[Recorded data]

+++++

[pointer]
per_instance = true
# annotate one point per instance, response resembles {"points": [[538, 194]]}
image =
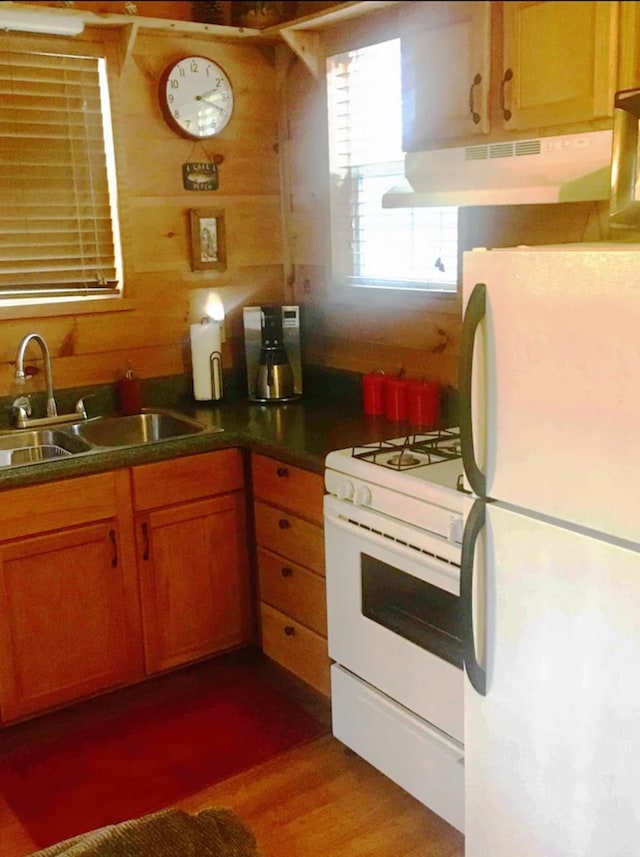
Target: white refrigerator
{"points": [[550, 588]]}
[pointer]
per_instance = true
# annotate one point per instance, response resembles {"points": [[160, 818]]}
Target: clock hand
{"points": [[209, 97]]}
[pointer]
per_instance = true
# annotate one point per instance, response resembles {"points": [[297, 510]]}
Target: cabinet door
{"points": [[64, 633], [194, 578], [445, 72], [559, 63]]}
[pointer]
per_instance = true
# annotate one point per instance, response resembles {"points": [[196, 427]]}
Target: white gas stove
{"points": [[393, 522], [416, 479]]}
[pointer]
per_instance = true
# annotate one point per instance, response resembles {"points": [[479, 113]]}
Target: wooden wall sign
{"points": [[200, 176]]}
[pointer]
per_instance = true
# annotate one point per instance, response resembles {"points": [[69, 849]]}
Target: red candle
{"points": [[423, 403], [396, 399], [373, 386]]}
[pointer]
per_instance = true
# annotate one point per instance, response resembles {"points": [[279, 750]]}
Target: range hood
{"points": [[567, 168]]}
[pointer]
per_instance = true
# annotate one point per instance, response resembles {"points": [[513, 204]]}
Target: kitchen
{"points": [[88, 352]]}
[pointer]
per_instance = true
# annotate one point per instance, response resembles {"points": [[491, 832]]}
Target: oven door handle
{"points": [[474, 525], [438, 572], [474, 313]]}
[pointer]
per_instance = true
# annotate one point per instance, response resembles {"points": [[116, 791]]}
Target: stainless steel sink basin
{"points": [[148, 427], [28, 447]]}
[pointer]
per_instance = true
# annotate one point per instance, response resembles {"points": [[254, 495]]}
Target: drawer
{"points": [[190, 478], [293, 590], [290, 536], [296, 648], [287, 486]]}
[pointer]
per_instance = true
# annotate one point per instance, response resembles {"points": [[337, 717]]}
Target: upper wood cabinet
{"points": [[474, 70], [445, 72]]}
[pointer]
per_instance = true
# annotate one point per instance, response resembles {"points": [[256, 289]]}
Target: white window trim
{"points": [[38, 307]]}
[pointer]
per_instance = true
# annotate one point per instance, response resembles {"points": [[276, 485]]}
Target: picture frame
{"points": [[208, 246]]}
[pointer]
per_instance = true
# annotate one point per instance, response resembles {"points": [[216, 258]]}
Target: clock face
{"points": [[196, 97]]}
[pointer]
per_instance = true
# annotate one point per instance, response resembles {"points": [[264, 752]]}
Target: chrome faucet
{"points": [[52, 410], [21, 410]]}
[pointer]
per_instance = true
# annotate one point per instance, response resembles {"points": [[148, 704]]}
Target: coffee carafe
{"points": [[272, 344]]}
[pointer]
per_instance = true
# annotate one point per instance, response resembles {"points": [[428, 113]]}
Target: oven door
{"points": [[361, 545]]}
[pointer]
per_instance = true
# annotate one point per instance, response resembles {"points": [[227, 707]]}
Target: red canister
{"points": [[423, 403], [396, 399], [373, 387]]}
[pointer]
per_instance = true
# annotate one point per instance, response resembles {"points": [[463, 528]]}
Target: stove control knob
{"points": [[362, 496], [454, 534], [344, 491]]}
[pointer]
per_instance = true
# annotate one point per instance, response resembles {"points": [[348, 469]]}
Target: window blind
{"points": [[58, 230], [371, 246]]}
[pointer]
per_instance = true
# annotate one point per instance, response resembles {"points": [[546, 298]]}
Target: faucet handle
{"points": [[24, 403], [81, 410]]}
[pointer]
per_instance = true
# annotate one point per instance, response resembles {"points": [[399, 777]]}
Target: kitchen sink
{"points": [[148, 427], [28, 447]]}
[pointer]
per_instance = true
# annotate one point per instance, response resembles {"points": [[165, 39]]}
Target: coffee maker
{"points": [[272, 347]]}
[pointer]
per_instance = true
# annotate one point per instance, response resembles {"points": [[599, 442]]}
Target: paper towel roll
{"points": [[205, 341]]}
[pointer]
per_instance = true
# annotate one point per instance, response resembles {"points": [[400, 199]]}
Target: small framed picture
{"points": [[208, 251]]}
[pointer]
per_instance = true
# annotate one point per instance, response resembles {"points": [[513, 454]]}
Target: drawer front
{"points": [[293, 590], [287, 486], [181, 479], [296, 648], [290, 536]]}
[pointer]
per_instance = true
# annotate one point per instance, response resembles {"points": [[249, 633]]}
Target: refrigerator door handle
{"points": [[474, 525], [474, 313]]}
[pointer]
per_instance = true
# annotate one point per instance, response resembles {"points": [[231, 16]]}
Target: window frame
{"points": [[98, 42], [370, 30]]}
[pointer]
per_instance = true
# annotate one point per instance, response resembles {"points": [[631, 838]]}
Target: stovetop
{"points": [[426, 466], [416, 479], [412, 451]]}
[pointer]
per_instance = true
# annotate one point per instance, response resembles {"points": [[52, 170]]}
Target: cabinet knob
{"points": [[475, 116], [508, 75]]}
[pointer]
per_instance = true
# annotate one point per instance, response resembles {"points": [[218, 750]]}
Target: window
{"points": [[415, 248], [59, 234]]}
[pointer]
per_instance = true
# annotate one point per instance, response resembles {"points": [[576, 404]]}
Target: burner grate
{"points": [[413, 450]]}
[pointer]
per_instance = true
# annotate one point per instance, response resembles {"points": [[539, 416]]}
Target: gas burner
{"points": [[403, 459], [414, 450]]}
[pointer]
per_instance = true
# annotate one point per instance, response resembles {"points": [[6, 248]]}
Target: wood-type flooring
{"points": [[317, 800]]}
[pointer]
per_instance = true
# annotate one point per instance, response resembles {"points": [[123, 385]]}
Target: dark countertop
{"points": [[300, 433]]}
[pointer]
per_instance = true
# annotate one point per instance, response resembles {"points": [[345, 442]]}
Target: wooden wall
{"points": [[154, 333], [274, 154]]}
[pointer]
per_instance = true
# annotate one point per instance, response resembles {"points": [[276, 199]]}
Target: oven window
{"points": [[419, 612]]}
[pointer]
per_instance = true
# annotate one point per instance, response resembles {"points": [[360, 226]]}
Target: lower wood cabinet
{"points": [[69, 614], [107, 578], [193, 558], [290, 553]]}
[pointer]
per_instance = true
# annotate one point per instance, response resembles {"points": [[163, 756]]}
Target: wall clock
{"points": [[196, 97]]}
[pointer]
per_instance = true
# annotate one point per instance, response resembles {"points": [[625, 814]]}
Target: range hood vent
{"points": [[567, 168]]}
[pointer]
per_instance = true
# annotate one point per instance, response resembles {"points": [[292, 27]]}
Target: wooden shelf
{"points": [[302, 35]]}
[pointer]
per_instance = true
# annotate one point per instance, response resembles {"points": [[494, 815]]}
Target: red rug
{"points": [[151, 757]]}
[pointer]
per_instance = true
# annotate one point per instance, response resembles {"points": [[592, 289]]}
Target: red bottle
{"points": [[373, 388], [130, 393], [423, 403]]}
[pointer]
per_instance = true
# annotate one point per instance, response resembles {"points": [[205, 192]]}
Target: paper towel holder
{"points": [[207, 359], [215, 360], [215, 366]]}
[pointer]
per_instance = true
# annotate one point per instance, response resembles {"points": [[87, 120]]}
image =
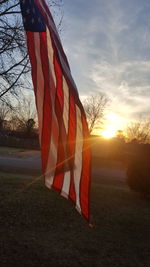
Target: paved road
{"points": [[27, 165], [31, 165]]}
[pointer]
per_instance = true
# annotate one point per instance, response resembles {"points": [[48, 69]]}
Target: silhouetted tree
{"points": [[14, 61], [138, 132], [94, 107]]}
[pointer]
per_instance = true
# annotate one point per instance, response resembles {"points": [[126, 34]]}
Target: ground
{"points": [[40, 228]]}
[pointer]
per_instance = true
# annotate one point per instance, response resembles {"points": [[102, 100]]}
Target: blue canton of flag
{"points": [[32, 18]]}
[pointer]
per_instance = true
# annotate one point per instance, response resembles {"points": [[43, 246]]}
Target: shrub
{"points": [[138, 176]]}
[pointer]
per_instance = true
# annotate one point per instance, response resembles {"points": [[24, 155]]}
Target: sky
{"points": [[107, 43]]}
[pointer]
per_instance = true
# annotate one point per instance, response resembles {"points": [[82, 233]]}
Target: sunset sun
{"points": [[108, 133]]}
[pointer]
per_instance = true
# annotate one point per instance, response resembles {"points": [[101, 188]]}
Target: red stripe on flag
{"points": [[72, 143], [85, 183], [31, 51], [59, 173], [47, 107]]}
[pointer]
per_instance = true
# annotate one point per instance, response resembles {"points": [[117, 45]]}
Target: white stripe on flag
{"points": [[66, 185], [40, 81], [66, 104], [50, 56], [52, 25], [78, 156]]}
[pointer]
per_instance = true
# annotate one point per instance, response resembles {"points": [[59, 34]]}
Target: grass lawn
{"points": [[17, 152], [40, 228]]}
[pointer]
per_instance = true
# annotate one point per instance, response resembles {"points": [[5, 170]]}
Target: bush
{"points": [[138, 176]]}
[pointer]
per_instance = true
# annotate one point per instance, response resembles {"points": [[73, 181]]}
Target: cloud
{"points": [[108, 46]]}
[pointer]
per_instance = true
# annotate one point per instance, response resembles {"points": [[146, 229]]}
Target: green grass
{"points": [[40, 228], [9, 151]]}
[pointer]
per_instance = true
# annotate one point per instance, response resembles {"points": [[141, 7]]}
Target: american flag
{"points": [[63, 130]]}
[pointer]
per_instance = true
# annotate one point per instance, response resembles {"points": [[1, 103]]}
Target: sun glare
{"points": [[108, 133]]}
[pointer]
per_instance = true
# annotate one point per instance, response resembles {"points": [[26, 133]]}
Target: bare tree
{"points": [[4, 111], [24, 117], [94, 107], [14, 61], [138, 131]]}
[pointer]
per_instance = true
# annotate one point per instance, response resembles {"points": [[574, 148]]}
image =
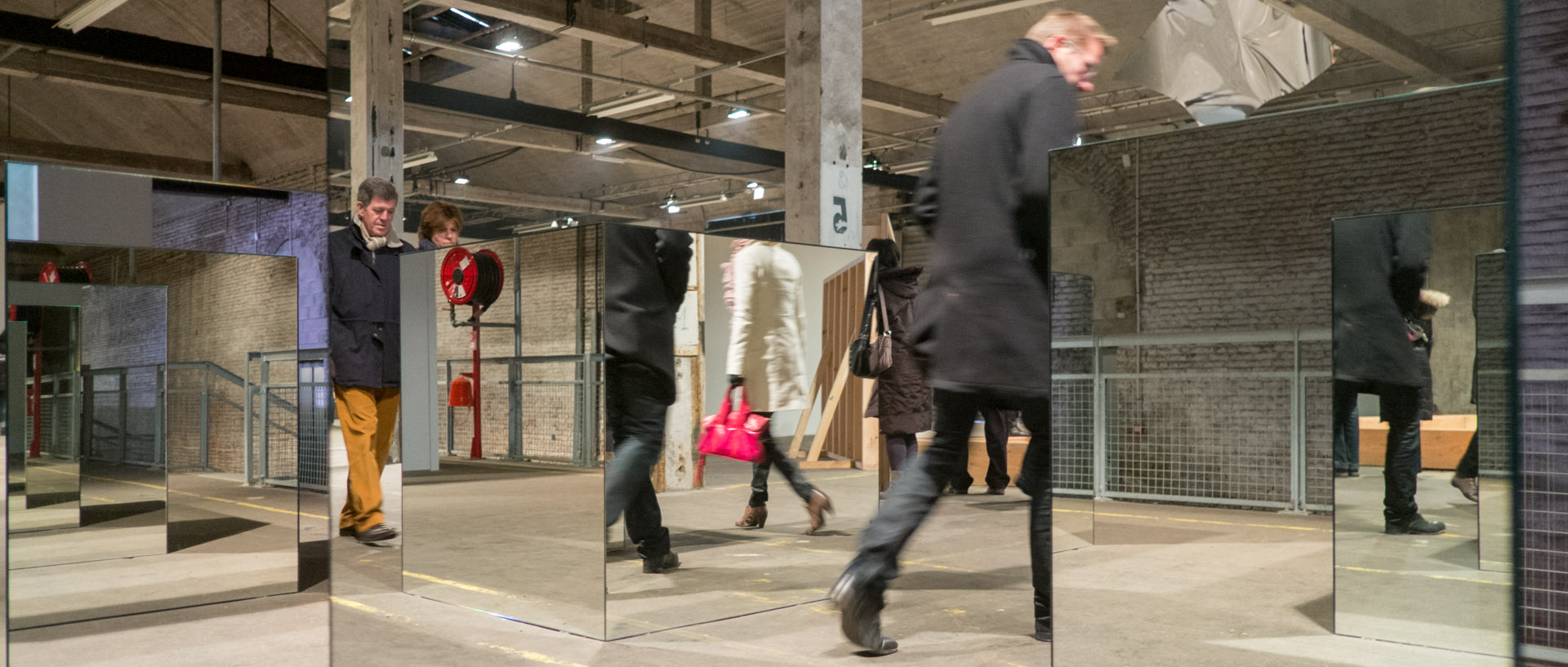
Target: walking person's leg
{"points": [[860, 589]]}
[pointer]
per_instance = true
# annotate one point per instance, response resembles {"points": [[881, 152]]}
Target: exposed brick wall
{"points": [[550, 266], [1542, 143]]}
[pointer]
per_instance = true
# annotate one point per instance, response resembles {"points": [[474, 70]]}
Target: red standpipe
{"points": [[475, 451]]}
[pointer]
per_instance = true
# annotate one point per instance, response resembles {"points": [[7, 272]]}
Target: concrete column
{"points": [[586, 63], [375, 118], [822, 78]]}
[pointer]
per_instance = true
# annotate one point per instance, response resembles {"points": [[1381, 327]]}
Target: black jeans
{"points": [[1401, 407], [910, 500], [1348, 429], [772, 456], [998, 423], [901, 450], [635, 420]]}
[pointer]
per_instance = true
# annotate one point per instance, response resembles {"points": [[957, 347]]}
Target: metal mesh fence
{"points": [[1073, 436], [1220, 440], [121, 409], [1319, 433]]}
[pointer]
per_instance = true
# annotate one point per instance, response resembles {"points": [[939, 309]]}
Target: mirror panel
{"points": [[1419, 368], [514, 531], [160, 400]]}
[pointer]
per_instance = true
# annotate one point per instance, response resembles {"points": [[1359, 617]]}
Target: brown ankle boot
{"points": [[816, 508], [755, 517]]}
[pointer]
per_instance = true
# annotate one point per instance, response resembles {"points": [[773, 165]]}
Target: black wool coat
{"points": [[363, 312], [902, 398], [645, 282], [983, 322], [1380, 265]]}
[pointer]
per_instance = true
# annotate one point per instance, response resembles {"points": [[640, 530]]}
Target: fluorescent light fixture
{"points": [[85, 13], [470, 16], [951, 16], [419, 158], [629, 104]]}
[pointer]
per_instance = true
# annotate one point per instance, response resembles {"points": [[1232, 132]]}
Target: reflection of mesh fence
{"points": [[1198, 438], [1073, 434], [122, 416], [1491, 365], [530, 412], [315, 421], [57, 406]]}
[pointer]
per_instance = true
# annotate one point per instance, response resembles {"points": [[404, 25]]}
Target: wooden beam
{"points": [[625, 32], [1358, 30], [170, 87], [91, 155]]}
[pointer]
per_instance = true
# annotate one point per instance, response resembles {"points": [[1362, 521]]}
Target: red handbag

+++++

Work required – Locate each line in the listing above that contains the string "clock", and copy those lines in full. Match case exactly.

Task output –
Target: clock hand
Target: clock face
Target: wall clock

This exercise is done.